-- begin --

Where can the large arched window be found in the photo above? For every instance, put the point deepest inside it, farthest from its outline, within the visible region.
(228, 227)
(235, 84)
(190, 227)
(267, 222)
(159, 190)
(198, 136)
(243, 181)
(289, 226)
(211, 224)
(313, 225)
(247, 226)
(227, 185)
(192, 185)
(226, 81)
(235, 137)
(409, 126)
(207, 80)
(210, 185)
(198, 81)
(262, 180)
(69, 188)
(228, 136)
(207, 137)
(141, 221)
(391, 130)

-- end --

* Stated task *
Copy the listing above verbatim, keeping every line.

* Correct result *
Where can the large arched window be found in the photo above? For every instance, put the point deepest inside it, farthest from its outline, within the visible region.
(228, 227)
(235, 84)
(190, 227)
(267, 222)
(159, 190)
(198, 136)
(243, 181)
(289, 226)
(211, 224)
(313, 225)
(247, 226)
(227, 185)
(192, 185)
(226, 81)
(235, 137)
(409, 126)
(207, 80)
(210, 185)
(198, 81)
(262, 180)
(69, 188)
(228, 136)
(207, 137)
(141, 221)
(391, 130)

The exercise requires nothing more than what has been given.